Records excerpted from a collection
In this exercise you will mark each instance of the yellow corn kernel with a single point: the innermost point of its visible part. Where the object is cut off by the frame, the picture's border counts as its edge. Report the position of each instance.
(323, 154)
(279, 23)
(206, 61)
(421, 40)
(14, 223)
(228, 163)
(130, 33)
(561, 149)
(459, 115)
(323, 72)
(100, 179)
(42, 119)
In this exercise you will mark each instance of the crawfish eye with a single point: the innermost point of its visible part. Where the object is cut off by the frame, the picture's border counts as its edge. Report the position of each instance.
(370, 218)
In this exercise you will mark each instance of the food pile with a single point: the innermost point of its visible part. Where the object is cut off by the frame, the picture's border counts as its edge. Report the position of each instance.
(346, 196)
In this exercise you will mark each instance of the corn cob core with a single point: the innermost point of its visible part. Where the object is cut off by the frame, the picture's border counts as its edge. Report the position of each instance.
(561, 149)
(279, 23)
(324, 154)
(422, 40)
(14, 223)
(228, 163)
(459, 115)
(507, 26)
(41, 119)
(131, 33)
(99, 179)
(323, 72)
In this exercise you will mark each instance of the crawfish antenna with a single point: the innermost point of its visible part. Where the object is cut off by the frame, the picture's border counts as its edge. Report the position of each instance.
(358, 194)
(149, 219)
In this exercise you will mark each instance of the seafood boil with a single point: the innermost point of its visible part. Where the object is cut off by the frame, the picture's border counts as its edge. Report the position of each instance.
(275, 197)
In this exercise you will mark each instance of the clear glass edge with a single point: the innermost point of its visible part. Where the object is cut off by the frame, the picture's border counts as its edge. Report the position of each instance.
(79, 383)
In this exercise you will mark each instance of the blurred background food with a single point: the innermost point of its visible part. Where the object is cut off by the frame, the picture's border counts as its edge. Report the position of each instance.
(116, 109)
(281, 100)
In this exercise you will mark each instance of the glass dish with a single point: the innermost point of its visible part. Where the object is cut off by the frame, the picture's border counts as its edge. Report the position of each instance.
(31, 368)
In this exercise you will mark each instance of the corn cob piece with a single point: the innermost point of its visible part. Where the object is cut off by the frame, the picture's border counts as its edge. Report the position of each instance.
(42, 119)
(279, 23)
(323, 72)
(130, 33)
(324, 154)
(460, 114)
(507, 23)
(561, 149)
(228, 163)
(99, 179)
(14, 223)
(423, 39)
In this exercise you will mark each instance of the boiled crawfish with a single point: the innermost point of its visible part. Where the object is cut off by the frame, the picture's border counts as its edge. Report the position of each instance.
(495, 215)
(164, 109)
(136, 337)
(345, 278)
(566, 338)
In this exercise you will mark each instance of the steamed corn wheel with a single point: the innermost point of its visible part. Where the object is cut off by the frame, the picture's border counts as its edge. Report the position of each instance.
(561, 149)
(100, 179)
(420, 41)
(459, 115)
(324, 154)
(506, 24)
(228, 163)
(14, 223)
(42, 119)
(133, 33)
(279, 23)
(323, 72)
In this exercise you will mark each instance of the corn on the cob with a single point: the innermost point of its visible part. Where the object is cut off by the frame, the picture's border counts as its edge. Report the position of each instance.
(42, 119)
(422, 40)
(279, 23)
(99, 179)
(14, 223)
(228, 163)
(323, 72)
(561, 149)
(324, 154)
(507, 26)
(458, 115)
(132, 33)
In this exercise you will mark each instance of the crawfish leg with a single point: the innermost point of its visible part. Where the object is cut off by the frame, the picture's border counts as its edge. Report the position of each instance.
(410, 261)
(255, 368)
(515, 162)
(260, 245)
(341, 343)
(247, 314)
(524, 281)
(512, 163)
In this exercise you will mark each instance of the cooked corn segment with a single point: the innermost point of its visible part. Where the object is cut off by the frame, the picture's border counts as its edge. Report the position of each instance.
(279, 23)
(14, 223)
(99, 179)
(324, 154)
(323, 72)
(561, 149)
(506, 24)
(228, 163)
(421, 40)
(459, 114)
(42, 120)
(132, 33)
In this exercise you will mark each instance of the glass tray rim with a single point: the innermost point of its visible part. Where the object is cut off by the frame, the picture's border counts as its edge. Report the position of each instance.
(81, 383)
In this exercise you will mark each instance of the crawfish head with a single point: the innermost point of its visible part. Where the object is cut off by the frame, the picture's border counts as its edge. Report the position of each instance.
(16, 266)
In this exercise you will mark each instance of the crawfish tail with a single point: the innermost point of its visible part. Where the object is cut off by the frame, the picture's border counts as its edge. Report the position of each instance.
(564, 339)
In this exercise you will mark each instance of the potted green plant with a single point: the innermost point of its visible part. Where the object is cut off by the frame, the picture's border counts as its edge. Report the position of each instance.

WHAT TO PRODUCE – All of the records above should be copied exactly.

EXERCISE RESULT –
In this exercise you will mark each instance of the yellow corn kernel with a single point: the innermost point of its visible part. Where the object is cut off by the frame, the picture's border counts as its edge. Report the position of each instance.
(323, 154)
(279, 23)
(206, 61)
(421, 40)
(14, 223)
(228, 163)
(130, 33)
(561, 149)
(459, 115)
(323, 72)
(100, 179)
(42, 119)
In this exercise you will mark each instance of the crawfish eye with a single point: the innermost point of its visible part. Where the object is cut off by the frame, the picture's border counts as its edge. Report the position of each instance.
(370, 218)
In this exercise you will mark each instance of the food pile with a single point: the innermost point of its visible part. Where the object is cut off by the frame, the picture's border counts as its edge. Report the position of each instance.
(346, 196)
In this exercise you will mark each instance of the corn cob core with a single point: the innermost point of its visible part. Where the object is cut off by the frame, the picture's border counts as its edge. Report the position of each instance.
(561, 149)
(279, 23)
(324, 154)
(422, 40)
(14, 223)
(228, 163)
(459, 115)
(507, 26)
(41, 119)
(131, 33)
(99, 179)
(323, 72)
In this exercise you will mark each instance of the crawfish antenna with a single point: the innermost point of its visible part. Where the object is cut off by the frame, the picture's border counts as its edge. Report the position of each instance.
(358, 194)
(149, 219)
In this exercise you will mark each instance of the seafood boil with a single point: the innermost point of its visible part. Where the object is cut off by the frame, the picture's border counts as its edge. Report the position of each instance.
(275, 197)
In this exercise you will mark each instance of the clear glass edge with a single point: the innermost point of its visible part. Where the object is cut off by the frame, the picture's border counts as its edge. Report the position of each instance.
(79, 383)
In this exercise you will mark each instance of the blurred background food with a single point: the innermost point of its visible part. Where the object is cut off by the frame, the picture's border counts as its edge. Report the position of each instance.
(116, 109)
(281, 100)
In this exercise you will mark each instance of the glass dish with a single point: the innermost point of its visible part. Where the object is cut off by the frame, the picture's border counts as its edge. Report the position of each instance.
(31, 368)
In this exercise you will mark each instance of the corn cob piece with a single point: the innermost point of its visible part. Where the object is cut off by the frame, the picture's border counts as its edge. Report the position of each instance.
(42, 119)
(279, 23)
(323, 72)
(130, 33)
(324, 154)
(460, 114)
(507, 23)
(561, 149)
(228, 163)
(99, 179)
(14, 223)
(423, 39)
In this exercise you will mark each instance of the boiled crawfish with a single point: the innermost point of its visible part. Where the object is cut off by the frame, the picture's border counts as its edge. Report the position of each instance.
(495, 215)
(164, 109)
(136, 337)
(345, 278)
(566, 338)
In this exercise you will mark each instance of the steamed corn wheel with a single point: the innermost point of its visible part. Where the object is cut off by the frame, the picture's border counts as its edge. Report the position of each instance.
(561, 149)
(100, 179)
(420, 41)
(459, 115)
(324, 154)
(506, 24)
(228, 163)
(14, 223)
(42, 119)
(133, 33)
(279, 23)
(323, 72)
In this exercise you will mark each instance of the corn on the cob with a single point: the innermost point of its visible part. Where the object is cut off by the frame, the picture's border counts as its edge. Report the position of each instance.
(42, 119)
(422, 40)
(279, 23)
(99, 179)
(14, 223)
(228, 163)
(323, 72)
(561, 149)
(324, 154)
(507, 26)
(458, 115)
(132, 33)
In this exercise you will mark each instance of the crawfish leg with a single point: the innermost point of its visible part. Where the object is cut off by the frame, the picture's border counts as its edge. Report the position of each instance.
(410, 261)
(255, 368)
(515, 162)
(260, 245)
(341, 343)
(247, 314)
(524, 281)
(512, 163)
In this exercise you will mark each instance of the cooked corn segment with a single point: the innermost point of its visible part. Where the object is cut off by the frame, the picture's border counts as its edge. Report the position of each instance.
(279, 23)
(14, 223)
(99, 179)
(324, 154)
(323, 72)
(561, 149)
(506, 24)
(228, 163)
(421, 40)
(459, 114)
(42, 120)
(132, 33)
In this exercise you will mark each instance of the glass tray rim with a single point: the innermost point of its visible part. Where the object is cut off by the frame, the picture's border counts as its edge. Report the position of each instance.
(81, 383)
In this exercise you will mark each instance of the crawfish head with a single point: the innermost point of its visible part. Where the object is cut off by the frame, the picture's border counts as its edge. Report the position of each instance.
(16, 266)
In this exercise you will mark each instance of the crawfish tail with a single point: the innermost point of its visible part. Where the object is cut off by the frame, the picture's border counts as its edge. Report the position of each instance.
(564, 339)
In this exercise you will mark each instance of the potted green plant with a single point: the innermost point of its visible part. Where the object is cut off by the frame, the picture's border counts as its edge. Report the position of each instance.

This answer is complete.